[提供された本文]:
水素を液体にしたもの。イギリスのデュワーは25気圧に圧縮された水素ガスを液体空気で零下約180℃に冷却し、この気体を熱交換器を通してジュール‐トムソン効果によって膨張させ、液化させることに初めて成功した。この1898年のデュワーによる水素液化の成功はあまり広くは知られていない。それは水素ガスが爆発性の危険な気体であるのと同様に、液体水素もまた酸素と共存すると、きわめて危険な爆発物となるためと推測される。しかし、このデュワーの成果は、1908年にオランダのカマーリン・オネスが最後の永久気体といわれたヘリウムガスの液化に成功するうえで、欠くことのできないものであった。

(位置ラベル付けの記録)
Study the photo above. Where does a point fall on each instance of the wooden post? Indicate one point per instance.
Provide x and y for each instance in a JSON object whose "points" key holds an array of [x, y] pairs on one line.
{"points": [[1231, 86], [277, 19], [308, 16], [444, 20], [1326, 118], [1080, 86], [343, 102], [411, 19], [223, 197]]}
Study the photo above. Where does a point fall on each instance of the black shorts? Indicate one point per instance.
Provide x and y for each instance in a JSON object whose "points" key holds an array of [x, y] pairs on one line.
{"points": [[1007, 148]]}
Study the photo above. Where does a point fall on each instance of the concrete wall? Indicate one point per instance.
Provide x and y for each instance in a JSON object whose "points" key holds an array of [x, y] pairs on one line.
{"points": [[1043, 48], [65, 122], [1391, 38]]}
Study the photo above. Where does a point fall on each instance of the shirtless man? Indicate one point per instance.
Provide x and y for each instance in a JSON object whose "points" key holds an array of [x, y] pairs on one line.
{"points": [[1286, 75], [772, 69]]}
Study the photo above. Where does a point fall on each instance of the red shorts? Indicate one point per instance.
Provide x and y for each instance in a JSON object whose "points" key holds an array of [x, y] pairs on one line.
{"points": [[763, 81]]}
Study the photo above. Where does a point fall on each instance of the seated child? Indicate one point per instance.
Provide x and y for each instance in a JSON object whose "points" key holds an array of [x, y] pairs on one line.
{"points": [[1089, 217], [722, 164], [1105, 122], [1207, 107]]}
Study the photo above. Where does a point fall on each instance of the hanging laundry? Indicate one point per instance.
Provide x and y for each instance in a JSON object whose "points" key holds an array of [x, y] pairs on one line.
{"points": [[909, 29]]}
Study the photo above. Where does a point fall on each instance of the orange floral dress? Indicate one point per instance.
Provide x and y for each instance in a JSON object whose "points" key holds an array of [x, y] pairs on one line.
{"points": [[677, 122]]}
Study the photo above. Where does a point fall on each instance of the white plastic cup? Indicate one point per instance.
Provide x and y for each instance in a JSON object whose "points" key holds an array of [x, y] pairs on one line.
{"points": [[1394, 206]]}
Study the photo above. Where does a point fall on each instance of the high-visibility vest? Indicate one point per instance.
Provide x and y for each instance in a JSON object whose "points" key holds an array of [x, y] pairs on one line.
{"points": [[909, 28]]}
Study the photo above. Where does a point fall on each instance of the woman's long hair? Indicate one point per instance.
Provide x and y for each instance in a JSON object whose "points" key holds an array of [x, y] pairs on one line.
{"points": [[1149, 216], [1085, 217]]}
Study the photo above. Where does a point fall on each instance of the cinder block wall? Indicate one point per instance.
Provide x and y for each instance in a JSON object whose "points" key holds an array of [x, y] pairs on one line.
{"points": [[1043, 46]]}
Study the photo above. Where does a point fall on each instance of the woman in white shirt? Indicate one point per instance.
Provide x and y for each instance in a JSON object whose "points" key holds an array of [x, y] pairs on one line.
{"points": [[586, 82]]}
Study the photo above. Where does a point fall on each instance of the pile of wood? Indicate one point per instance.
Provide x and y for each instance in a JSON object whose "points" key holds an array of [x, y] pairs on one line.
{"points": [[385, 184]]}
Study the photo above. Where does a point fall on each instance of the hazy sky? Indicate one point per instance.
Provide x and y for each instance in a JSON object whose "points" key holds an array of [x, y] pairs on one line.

[指示]: 本文によると、デュワーが水素の液化に初めて成功したのは何年ですか。 本文の内容だけを根拠にしてください。

[正しい出力]: 1898年です。